[[ Records for processing open ]]

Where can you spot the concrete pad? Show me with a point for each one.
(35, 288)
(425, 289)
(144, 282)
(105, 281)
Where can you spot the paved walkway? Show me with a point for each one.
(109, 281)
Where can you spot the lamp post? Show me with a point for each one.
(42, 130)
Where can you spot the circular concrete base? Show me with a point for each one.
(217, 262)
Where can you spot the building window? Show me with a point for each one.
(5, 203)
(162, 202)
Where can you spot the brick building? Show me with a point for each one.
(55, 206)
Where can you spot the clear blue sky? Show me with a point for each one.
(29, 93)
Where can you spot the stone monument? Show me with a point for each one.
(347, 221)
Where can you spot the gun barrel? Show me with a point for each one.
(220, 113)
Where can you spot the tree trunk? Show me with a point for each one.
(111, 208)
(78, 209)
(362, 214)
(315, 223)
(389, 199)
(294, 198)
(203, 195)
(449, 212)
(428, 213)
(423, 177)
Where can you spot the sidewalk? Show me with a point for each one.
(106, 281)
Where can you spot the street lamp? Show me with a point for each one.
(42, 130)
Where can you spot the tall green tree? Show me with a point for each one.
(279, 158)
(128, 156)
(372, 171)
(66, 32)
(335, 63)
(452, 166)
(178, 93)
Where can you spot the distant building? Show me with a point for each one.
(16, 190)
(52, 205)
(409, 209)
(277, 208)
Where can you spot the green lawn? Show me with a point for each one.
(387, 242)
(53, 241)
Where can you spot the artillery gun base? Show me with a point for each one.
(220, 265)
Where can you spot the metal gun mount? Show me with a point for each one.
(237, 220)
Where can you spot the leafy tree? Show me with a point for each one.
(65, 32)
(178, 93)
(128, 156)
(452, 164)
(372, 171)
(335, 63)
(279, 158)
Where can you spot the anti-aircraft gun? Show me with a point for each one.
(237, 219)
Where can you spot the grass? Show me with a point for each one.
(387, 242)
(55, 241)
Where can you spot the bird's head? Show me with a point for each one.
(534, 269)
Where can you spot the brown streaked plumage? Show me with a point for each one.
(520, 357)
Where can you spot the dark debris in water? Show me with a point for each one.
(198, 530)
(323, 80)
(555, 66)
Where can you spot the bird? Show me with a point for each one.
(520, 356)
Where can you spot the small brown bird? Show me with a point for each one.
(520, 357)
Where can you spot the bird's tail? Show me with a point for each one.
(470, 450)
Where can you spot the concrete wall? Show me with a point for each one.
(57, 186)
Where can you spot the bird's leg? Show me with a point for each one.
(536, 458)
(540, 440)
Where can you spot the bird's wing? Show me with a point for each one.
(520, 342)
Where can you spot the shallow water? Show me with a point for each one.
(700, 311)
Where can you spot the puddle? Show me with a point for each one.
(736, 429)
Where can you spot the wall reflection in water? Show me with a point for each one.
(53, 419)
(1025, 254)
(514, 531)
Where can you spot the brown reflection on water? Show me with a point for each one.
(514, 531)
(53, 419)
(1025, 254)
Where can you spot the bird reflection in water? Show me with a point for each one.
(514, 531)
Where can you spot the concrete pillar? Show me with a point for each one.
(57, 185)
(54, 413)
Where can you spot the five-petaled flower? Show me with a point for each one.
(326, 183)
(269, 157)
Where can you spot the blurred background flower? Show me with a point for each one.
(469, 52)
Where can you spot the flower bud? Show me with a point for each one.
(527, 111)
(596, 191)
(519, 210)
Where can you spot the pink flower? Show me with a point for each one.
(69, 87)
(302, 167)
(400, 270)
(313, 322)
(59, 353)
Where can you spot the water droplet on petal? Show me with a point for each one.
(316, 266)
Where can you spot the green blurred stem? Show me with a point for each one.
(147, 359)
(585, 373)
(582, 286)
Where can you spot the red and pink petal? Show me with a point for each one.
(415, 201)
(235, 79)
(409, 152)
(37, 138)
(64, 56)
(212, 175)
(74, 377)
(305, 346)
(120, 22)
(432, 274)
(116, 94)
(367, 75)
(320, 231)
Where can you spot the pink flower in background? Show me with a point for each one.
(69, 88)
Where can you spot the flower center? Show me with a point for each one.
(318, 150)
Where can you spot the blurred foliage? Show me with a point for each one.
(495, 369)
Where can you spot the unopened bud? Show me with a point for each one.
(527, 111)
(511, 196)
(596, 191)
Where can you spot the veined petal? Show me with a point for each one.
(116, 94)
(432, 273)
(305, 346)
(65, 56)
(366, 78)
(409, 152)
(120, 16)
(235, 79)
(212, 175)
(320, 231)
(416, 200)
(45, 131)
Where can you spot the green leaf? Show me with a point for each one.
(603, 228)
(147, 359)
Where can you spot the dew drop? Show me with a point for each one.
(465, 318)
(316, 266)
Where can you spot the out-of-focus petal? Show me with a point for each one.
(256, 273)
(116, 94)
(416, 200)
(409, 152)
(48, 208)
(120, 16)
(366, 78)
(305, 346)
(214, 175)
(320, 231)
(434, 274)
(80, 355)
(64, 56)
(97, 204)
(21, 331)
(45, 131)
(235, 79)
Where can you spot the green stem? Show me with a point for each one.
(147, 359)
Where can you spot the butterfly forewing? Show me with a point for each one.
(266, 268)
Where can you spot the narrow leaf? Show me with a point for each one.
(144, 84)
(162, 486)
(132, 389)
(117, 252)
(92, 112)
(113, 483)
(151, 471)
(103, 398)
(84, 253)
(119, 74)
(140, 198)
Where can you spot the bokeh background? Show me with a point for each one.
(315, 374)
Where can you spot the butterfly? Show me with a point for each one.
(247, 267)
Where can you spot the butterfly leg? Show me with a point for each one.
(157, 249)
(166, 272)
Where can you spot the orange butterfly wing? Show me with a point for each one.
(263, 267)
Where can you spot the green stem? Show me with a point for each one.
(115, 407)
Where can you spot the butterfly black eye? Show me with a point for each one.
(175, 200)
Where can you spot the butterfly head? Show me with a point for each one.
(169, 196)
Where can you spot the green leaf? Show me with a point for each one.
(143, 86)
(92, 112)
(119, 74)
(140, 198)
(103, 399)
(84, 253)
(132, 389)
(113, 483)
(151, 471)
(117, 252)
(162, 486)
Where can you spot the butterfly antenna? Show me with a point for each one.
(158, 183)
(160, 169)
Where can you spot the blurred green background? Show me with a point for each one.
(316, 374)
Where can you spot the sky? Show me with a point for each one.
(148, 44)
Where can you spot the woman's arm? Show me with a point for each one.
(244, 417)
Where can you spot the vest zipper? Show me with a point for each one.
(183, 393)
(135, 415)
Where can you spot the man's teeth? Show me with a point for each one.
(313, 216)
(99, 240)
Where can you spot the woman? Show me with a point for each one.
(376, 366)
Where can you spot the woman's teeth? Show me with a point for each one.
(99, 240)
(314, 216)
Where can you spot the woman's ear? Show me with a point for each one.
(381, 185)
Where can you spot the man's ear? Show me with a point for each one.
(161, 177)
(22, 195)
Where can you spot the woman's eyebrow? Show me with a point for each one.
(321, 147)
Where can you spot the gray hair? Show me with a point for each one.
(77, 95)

[[ Records for processing closed ]]

Problem requirements » Restate every record above, exactly, in full.

The completed task »
Where can you spot the concrete pad? Show me with a point for each one.
(35, 288)
(425, 289)
(144, 282)
(105, 281)
Where can you spot the paved walkway? Show me with a point for each one.
(109, 281)
Where can you spot the lamp post? Show me with a point for each one.
(42, 130)
Where can you spot the circular concrete base? Show me with a point for each one.
(217, 262)
Where can you spot the building window? Show me with a point for each one.
(5, 203)
(162, 202)
Where can you spot the brick building? Show me with a point for each one.
(55, 206)
Where can you spot the clear blue sky? Show me with a point for each one.
(29, 93)
Where can you spot the stone monument? Show me with a point for each one.
(347, 221)
Where can you spot the gun barrel? Show me with a point for each one.
(220, 113)
Where can you spot the tree trunk? Show me with a point for each one.
(111, 208)
(78, 209)
(362, 214)
(315, 223)
(389, 199)
(294, 198)
(203, 195)
(449, 212)
(428, 213)
(423, 177)
Where can you spot the sidewalk? Show me with a point for each one.
(106, 281)
Where can you spot the street lamp? Show me with a point for each one.
(42, 130)
Where can you spot the tall green tree? Show me with a point for each one.
(279, 158)
(128, 156)
(372, 171)
(66, 32)
(335, 63)
(452, 166)
(178, 93)
Where can you spot the distant building? Show me with a point for each one.
(16, 190)
(52, 205)
(409, 209)
(277, 208)
Where can you spot the green lawn? Show me with a point for each one.
(387, 242)
(53, 241)
Where can you spot the artillery gun base? Show me with a point for each one.
(220, 265)
Where can you spot the metal gun mount? Show me with a point for each one.
(237, 220)
Where can you spot the leafy tree? Show me with a point for each one.
(65, 32)
(178, 93)
(128, 156)
(452, 164)
(372, 171)
(335, 63)
(279, 158)
Where can you spot the anti-aircraft gun? Show me with a point for each one.
(237, 219)
Where can you spot the grass? Show me with a point for each one.
(387, 242)
(55, 241)
Where can you spot the bird's head? Show me with a point for each one.
(534, 269)
Where can you spot the brown streaked plumage? Show me with a point for each one.
(520, 357)
Where can you spot the dark debris in water? Show me with a point for each one.
(198, 530)
(323, 80)
(555, 66)
Where can you spot the bird? Show me with a point for each one.
(520, 356)
Where can you spot the small brown bird? Show me with a point for each one.
(520, 357)
Where can you spot the bird's tail? Show me with a point for each one.
(470, 450)
Where can you spot the concrete wall? Show me with a point for each one.
(57, 186)
Where can you spot the bird's leg? Show me with a point for each one.
(536, 458)
(540, 440)
Where can you spot the bird's wing? Show me with a point for each one.
(520, 342)
Where can you spot the shallow water? Show me with a point for each one.
(700, 311)
Where can you spot the puddle? Show me with a point for each one.
(736, 429)
Where can you spot the wall reflection in water? Show me with a point for each one.
(53, 419)
(1025, 254)
(514, 531)
Where can you spot the brown reflection on water? Show me with a point for each one.
(514, 531)
(53, 419)
(1025, 254)
Where can you spot the bird reflection in water? Show me with a point for each one.
(514, 531)
Where can you spot the concrete pillar? Show me with a point for each one.
(57, 185)
(54, 413)
Where can you spot the five-petaled flower? Show me with a point for each one.
(326, 183)
(269, 157)
Where can you spot the blurred background flower? Show me with a point for each one.
(469, 52)
Where can you spot the flower bud? Show me with a point for each one.
(527, 111)
(596, 191)
(519, 210)
Where can you spot the pink flower? Show me with a point for each one.
(69, 87)
(302, 167)
(400, 270)
(313, 322)
(59, 353)
Where can you spot the water droplet on petal? Show me with a point for each one.
(316, 266)
Where can you spot the green blurred stem? Show me with a point for each one.
(147, 359)
(585, 373)
(582, 286)
Where can you spot the red and pink petal? Show me with a point for each one.
(415, 201)
(235, 79)
(409, 152)
(37, 138)
(64, 56)
(212, 175)
(74, 377)
(305, 346)
(120, 22)
(432, 274)
(116, 94)
(367, 75)
(320, 231)
Where can you spot the pink flower in background? Show me with a point for each one.
(69, 88)
Where can you spot the flower center? Show me with a point for each one.
(318, 150)
Where can you spot the blurred foliage? Show me with a point for each one.
(495, 369)
Where can you spot the unopened bud? Show me with a point for each one.
(527, 111)
(511, 196)
(596, 191)
Where can you spot the veined petal? Show me with a point for each one.
(116, 94)
(432, 273)
(305, 346)
(65, 56)
(366, 78)
(409, 152)
(120, 16)
(235, 79)
(212, 175)
(320, 231)
(416, 200)
(45, 131)
Where can you spot the green leaf? Show me with a point for each one.
(603, 228)
(147, 359)
Where can you spot the dew drop? Show me with a point for each one.
(465, 318)
(316, 266)
Where can you spot the out-of-focus petal? Show me with a point for each one.
(256, 273)
(116, 94)
(416, 200)
(409, 152)
(48, 208)
(120, 16)
(366, 78)
(305, 346)
(214, 175)
(320, 231)
(434, 274)
(80, 355)
(64, 56)
(97, 204)
(21, 331)
(45, 131)
(235, 79)
Where can you spot the green stem? Show me with a point for each one.
(147, 359)
Where can you spot the butterfly forewing? Show me with a point for each one.
(266, 268)
Where can you spot the narrow leaf? Show me with a point for each one.
(144, 84)
(162, 486)
(132, 389)
(117, 252)
(92, 112)
(113, 483)
(151, 471)
(103, 398)
(84, 253)
(119, 74)
(140, 198)
Where can you spot the bokeh background? Show me with a point for each one.
(315, 374)
Where can you spot the butterfly? Show me with a point for each one.
(247, 267)
Where can you spot the butterfly leg? Show me with a point for each one.
(157, 249)
(166, 272)
Where can you spot the orange butterfly wing? Show me with a point for each one.
(263, 267)
Where can you spot the green stem? Show me with a point for each one.
(115, 407)
Where can you spot the butterfly black eye? Show me with a point for each one.
(175, 200)
Where can you spot the butterfly head? Show me with a point for each one.
(169, 196)
Where can you spot the green leaf? Show me with a point for each one.
(143, 86)
(92, 112)
(119, 74)
(140, 198)
(103, 399)
(84, 253)
(132, 389)
(113, 483)
(151, 471)
(117, 252)
(162, 486)
Where can you spot the butterfly antenna? Show me with a point for each one.
(158, 183)
(160, 169)
Where can you spot the blurred green background? Show me with a point for each one.
(316, 374)
Where can you spot the sky? Show me with a point for each one.
(148, 44)
Where can you spot the woman's arm? Show me with a point for each one.
(244, 417)
Where can you spot the vest zipper? Show me with a point for each one.
(183, 393)
(135, 415)
Where can you spot the man's teeth? Show me with a point for each one.
(313, 216)
(99, 240)
Where can you spot the woman? Show me with a point for each one.
(376, 366)
Where can you spot the woman's teeth? Show me with a point for each one.
(99, 240)
(314, 216)
Where can you spot the woman's ear? Show me with a point for each one.
(381, 185)
Where can you spot the man's ear? Show me with a point for each one.
(161, 177)
(22, 195)
Where can you spot the woman's eyebrow? Show me with a point for each one.
(321, 147)
Where can you spot the gray hair? Show me with a point for each one.
(77, 95)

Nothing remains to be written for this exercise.